Arbeitsanweisungen:
**a)** Beantworten Sie anhand des Artikels über das Priebke-Urteil diese drei Fragen:
(i) Wie viele italienische Geiseln fielen der Mordaktion vom März 1944 zum Opfer?
(ii) Welchen Beruf übte Ugo Stame aus?
(iii) Wie viel Euro Gerichtskosten muss Simonetta Stame zahlen?
**b)** Schreiben Sie den Artikel über das Priebke-Urteil ab dem Wortlaut „Bei dem Urteil“ bis einschließlich „einzutreten, wurde abgeschmettert.“ wortgetreu ab.

Zitierter Textauszug:

SS-Priebke bekommt Recht

Der in Rom zu lebenslanger Haft verurteilte Hauptsturmbannführer ziehtgegen die Tochter eines Opfers wegen Verleumdung vor Gericht – und gewinnt

ROM taz ■ Die Tochter eines SS-Opfers bezeichnet den Mörder als Folterer – und wird dafür verurteilt. Undenkbar? Nicht in Italien. In Rom stellte, wie erst jetzt bekannt wurde, eine Zivilkammer mit einem im Juni gefällten Spruch die Ehre des Erich Priebke wieder her. Der 90-jährige ehemalige SS-Hauptsturmbannführer sitzt seit 1998 unter komfortablen Bedingungen im Hausarrest die lebenslange Haftstrafe ab, zu der als einer der Haupttäter des Massakers in den Fosse Ardeatine verurteilt wurde. Priebke hatte als zweiter Mann hinter Roms Gestapo-Chef Kappler im März 1944 die Mordaktion organisiert, der 335 italienische Geiseln zum Opfer fielen; außerdem hatte er eigenhändig zwei Geiseln erschossen.

Einer der Toten war Ugo Stame, Operntenor und Organisator einer Widerstandsgruppe im deutsch besetzten Rom. Seine Tochter Simonetta hatte in einem 1998 mit der römischen Tageszeitung Il Messaggero geführten Interview den Verdacht geäußert, Stame sei zudem in Gestapo-Haft gefoltert worden. Sie selbst habe bei ihrem letzten Besuch im Gefängnis Schwellungen in seinem Gesicht wahrgenommen; außerdem hätten Zeugen aus dem Gefängnis ihr gesagt, dass ihr Vater von einem Tag auf den anderen in Haft nicht mehr gesungen habe; ihm sei offensichtlich bei einem Folter-Verhör der Brustkorb eingedrückt worden.

Zu viel für Priebke. Der verklagte Simonetta Stame und den Messaggero wegen Verleumdung auf Schadensersatz von gut 50.000 Euro. Und während der Messaggero freigesprochen wurde – die Zeitung habe nur ihrer Berichtspflicht genügt –, wurde Simonetta Stame verurteilt, weil sie „der Ehre, der Reputation und der moralischen Würde“ Priebkes Schaden zugefügt habe. Schadenersatz muss sie zwar nicht leisten, doch ihr wurde auferlegt, das Urteil auf eigene Kosten im Messaggero publizieren zu lassen und außerdem 3.000 Euro Gerichtskosten zu zahlen.

Bei dem Urteil stützten sich die Richter einzig auf den Autopsiebefund. In dem sei von Folterspuren keine Rede. Dass die entstellten Leichen aus den Fosse Ardeatine erst Monate nach ihrem Tod obduziert wurden, dass es den Ärzten damals allein um ihre Identifizierung ging, unterschlägt das Urteil. Der Antrag Simonetta Stames dagegen, in eine Beweisaufnahme auch mit Zeugenanhörungen über Priebkes Wirken in der Via Tasso, dem berüchtigten Gestapo-Folterhauptquartier in Rom einzutreten, wurde abgeschmettert.

Empörung löste das Urteil – das ausgerechnet zum 60. Jahrestag der Deportation von über 1.000 Juden aus Rom bekannt wurde – nicht nur bei der Jüdischen Gemeinde und dem Verband der Nazi-Opfer aus, die sofort eine Kollekte für Simonetta Stame organisierten. Auch Roms Bürgermeister Walter Veltroni erklärte, die Stadt werde mit einer Spende zur Deckung der Verfahrenskosten beitragen.

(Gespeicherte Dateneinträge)
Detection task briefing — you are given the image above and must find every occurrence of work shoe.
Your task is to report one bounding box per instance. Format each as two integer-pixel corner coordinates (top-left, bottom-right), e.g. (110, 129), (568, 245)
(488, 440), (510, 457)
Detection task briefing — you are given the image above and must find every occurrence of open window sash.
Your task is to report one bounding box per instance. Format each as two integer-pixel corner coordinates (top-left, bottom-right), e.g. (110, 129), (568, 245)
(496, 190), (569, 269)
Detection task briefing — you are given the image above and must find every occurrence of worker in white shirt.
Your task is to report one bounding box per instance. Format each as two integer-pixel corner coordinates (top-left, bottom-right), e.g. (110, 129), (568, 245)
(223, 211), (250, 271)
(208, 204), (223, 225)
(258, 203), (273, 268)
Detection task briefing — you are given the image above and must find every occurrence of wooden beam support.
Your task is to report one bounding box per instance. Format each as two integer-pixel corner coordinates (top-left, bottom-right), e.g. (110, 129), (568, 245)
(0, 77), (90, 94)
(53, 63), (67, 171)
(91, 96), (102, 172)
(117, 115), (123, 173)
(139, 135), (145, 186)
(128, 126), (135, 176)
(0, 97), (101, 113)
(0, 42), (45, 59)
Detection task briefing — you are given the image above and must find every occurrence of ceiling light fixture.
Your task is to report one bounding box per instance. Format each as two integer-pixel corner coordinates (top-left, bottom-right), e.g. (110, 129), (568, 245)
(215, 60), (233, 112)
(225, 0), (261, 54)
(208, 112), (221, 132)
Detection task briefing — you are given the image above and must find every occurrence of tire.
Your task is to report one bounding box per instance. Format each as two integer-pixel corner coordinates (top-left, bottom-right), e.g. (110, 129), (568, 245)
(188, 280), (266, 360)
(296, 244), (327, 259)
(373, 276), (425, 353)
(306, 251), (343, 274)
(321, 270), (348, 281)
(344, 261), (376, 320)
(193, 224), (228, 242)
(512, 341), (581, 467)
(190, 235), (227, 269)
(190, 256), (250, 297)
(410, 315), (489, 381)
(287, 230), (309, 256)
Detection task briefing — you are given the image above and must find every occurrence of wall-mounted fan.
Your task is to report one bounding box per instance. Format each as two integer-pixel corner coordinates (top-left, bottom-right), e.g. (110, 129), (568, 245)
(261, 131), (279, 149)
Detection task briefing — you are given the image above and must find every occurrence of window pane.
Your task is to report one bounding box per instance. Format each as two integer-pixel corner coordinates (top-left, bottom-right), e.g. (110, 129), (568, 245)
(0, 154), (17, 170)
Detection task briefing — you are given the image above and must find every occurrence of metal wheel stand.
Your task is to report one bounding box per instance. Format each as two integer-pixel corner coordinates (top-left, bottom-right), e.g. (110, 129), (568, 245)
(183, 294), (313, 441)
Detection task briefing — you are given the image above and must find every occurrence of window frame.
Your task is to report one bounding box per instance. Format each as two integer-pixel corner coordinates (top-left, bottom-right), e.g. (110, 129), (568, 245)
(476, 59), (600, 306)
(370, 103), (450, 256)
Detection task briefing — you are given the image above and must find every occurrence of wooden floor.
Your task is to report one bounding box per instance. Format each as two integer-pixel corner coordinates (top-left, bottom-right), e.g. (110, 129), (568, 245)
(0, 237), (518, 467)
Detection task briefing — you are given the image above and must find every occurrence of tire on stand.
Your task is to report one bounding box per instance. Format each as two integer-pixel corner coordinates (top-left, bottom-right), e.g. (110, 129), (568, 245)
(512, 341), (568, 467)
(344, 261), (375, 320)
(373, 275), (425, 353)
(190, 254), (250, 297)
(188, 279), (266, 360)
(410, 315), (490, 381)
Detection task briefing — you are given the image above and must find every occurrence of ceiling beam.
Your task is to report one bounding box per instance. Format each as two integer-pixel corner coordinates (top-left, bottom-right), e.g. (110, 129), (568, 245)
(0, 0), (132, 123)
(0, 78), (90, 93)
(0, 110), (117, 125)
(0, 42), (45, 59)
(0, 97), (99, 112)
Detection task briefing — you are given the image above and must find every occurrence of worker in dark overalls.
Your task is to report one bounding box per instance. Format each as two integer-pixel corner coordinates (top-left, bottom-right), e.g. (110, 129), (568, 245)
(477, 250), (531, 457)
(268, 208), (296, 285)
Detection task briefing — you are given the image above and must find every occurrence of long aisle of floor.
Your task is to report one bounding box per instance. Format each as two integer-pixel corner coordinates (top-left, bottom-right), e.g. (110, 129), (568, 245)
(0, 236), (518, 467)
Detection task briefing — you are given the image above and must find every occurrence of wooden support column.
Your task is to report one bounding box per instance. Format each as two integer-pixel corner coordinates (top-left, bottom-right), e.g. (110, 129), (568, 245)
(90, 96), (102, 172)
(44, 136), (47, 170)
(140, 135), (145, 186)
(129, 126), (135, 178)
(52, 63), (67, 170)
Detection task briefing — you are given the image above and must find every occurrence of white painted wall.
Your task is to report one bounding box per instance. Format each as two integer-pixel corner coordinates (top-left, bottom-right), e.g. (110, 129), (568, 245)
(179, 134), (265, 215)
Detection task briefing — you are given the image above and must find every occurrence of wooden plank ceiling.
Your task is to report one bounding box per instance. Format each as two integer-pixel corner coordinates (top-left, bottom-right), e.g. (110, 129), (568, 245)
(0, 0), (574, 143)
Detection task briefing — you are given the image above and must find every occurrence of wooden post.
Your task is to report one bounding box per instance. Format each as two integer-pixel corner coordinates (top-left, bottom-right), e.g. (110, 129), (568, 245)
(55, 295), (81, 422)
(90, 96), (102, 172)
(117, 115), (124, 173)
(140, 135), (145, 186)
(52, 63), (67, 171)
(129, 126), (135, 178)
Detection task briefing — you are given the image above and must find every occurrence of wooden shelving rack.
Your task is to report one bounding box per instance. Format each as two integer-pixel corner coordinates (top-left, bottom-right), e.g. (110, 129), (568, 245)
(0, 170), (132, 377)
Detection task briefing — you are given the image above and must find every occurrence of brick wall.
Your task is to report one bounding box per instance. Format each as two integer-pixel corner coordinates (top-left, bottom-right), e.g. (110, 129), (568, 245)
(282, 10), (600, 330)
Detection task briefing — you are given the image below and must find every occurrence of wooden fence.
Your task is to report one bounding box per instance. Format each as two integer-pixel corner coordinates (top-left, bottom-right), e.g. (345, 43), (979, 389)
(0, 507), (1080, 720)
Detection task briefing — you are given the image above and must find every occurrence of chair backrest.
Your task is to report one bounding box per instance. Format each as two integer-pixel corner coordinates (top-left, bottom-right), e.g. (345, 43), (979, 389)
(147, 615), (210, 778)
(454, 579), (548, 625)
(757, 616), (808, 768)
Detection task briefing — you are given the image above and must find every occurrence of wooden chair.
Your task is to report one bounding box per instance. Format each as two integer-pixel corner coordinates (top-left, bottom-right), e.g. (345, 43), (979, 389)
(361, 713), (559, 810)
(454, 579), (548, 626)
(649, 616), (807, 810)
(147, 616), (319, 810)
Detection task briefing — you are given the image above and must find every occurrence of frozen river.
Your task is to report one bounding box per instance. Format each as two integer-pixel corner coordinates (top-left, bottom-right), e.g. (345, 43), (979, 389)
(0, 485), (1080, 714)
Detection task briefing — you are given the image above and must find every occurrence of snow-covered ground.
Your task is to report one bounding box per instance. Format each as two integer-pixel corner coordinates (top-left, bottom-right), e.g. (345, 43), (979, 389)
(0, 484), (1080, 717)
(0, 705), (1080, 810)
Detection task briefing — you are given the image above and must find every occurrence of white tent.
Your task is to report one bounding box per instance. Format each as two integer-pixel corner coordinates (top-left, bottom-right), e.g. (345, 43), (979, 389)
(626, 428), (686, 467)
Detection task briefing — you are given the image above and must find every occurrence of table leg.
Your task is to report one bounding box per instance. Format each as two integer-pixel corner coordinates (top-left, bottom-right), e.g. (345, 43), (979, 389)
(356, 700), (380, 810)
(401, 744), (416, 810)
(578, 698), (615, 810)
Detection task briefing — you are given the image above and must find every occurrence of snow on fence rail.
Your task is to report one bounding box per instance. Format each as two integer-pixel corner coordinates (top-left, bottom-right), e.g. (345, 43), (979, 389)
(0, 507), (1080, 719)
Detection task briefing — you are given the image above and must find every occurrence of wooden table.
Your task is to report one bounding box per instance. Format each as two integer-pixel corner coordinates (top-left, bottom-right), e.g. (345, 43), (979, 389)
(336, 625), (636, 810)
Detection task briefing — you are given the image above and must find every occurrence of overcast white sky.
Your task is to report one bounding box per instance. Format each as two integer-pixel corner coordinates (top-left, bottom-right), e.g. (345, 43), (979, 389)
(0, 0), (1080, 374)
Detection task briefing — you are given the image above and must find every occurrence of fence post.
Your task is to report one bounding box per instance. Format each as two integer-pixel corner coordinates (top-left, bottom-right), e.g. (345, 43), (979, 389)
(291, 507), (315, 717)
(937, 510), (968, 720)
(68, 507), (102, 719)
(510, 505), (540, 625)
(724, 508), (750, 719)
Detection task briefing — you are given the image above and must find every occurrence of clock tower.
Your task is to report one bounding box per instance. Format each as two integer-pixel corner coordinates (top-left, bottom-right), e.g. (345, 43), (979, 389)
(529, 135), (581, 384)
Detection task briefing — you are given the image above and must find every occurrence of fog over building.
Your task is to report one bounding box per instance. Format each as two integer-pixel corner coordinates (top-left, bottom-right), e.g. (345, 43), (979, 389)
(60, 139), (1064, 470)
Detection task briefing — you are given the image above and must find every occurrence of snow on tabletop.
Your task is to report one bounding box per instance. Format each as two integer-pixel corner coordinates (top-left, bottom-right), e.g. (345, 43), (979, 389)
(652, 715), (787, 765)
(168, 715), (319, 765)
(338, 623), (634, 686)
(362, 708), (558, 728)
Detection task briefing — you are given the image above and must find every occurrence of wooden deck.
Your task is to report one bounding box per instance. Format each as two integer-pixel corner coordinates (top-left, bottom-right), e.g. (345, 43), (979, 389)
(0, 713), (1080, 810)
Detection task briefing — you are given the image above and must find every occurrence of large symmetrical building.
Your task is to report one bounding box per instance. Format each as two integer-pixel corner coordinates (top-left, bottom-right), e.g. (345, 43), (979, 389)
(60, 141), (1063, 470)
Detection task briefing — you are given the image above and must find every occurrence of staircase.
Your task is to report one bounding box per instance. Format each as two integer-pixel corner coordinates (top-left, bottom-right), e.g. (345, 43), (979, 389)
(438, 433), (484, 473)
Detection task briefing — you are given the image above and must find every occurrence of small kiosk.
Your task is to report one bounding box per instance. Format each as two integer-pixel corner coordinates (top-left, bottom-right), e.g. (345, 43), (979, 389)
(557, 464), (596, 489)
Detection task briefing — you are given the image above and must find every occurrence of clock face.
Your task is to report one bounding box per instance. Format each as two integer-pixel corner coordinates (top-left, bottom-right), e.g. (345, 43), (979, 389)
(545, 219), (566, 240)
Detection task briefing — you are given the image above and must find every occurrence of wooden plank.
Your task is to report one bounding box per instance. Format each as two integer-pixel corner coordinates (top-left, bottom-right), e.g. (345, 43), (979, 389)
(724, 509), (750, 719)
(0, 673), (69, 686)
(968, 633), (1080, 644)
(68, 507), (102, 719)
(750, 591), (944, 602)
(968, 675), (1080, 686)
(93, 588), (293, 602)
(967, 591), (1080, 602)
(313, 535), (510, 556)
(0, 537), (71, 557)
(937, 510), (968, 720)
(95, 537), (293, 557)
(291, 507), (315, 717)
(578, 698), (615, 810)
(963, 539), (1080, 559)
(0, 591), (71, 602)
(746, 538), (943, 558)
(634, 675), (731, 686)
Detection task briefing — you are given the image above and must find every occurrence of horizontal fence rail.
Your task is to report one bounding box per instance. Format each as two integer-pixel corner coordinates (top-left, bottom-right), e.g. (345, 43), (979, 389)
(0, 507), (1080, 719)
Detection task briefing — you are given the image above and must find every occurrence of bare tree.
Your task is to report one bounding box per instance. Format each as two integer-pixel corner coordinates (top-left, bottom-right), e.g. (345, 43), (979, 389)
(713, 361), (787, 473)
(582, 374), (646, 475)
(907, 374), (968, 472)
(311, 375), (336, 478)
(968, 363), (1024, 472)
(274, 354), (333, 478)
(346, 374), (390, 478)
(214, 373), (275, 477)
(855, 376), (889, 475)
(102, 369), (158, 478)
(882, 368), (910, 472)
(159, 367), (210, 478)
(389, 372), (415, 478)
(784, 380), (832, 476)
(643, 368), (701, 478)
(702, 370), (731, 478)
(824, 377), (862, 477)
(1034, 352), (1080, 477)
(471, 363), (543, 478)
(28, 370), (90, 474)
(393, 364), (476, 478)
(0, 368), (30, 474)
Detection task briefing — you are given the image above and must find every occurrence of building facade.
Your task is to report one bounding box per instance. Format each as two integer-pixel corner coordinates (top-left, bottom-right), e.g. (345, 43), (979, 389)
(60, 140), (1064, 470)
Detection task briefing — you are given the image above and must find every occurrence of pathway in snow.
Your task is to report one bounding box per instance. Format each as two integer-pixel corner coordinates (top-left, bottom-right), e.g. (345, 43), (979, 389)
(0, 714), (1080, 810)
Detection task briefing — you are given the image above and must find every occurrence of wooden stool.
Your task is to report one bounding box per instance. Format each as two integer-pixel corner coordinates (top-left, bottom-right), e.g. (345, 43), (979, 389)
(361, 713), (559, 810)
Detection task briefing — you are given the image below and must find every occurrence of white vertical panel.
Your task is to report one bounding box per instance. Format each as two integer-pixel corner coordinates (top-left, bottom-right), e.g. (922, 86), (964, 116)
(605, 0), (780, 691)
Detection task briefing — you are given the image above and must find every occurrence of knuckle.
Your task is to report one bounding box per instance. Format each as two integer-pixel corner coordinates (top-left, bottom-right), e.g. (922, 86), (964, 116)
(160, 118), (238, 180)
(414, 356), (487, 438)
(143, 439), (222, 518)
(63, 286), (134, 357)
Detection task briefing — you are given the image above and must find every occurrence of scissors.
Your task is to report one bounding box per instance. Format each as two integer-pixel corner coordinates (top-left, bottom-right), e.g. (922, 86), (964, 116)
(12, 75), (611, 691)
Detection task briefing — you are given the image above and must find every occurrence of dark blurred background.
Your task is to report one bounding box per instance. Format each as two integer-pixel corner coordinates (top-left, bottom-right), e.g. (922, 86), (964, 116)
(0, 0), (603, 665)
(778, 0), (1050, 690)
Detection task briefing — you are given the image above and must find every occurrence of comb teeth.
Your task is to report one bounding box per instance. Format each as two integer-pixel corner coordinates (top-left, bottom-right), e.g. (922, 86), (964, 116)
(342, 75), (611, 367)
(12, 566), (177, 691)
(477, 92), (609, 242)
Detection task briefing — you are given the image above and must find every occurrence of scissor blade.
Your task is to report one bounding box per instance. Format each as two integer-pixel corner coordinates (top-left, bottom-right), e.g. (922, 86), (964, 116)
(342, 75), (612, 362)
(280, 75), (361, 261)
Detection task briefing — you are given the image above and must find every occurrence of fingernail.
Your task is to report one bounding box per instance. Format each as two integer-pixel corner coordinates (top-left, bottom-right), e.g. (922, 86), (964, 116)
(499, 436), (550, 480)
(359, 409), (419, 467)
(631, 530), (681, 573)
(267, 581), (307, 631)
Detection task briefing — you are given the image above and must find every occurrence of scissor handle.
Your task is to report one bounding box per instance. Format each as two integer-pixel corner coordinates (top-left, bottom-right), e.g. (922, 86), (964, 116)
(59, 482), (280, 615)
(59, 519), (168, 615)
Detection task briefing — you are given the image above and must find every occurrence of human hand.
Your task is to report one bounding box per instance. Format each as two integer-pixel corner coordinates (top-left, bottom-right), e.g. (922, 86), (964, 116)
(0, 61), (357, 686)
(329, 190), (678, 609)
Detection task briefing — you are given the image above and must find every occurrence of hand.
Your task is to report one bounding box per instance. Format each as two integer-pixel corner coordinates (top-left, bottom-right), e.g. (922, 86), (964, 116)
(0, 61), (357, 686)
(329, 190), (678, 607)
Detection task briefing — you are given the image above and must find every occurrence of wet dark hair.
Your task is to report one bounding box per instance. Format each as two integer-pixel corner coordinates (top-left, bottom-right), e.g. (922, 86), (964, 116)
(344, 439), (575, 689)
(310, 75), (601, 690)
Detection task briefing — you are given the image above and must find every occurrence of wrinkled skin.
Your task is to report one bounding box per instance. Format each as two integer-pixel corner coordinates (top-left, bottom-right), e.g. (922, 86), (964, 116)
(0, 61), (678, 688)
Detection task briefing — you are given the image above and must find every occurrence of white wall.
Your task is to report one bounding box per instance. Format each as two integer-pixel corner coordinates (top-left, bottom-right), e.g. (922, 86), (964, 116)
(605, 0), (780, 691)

Lösungen:
**a)**
(i) 335
(ii) Er war Operntenor.
(iii) 3.000 Euro

**b)**
Bei dem Urteil stützten sich die Richter einzig auf den Autopsiebefund. In dem sei von Folterspuren keine Rede. Dass die entstellten Leichen aus den Fosse Ardeatine erst Monate nach ihrem Tod obduziert wurden, dass es den Ärzten damals allein um ihre Identifizierung ging, unterschlägt das Urteil. Der Antrag Simonetta Stames dagegen, in eine Beweisaufnahme auch mit Zeugenanhörungen über Priebkes Wirken in der Via Tasso, dem berüchtigten Gestapo-Folterhauptquartier in Rom einzutreten, wurde abgeschmettert.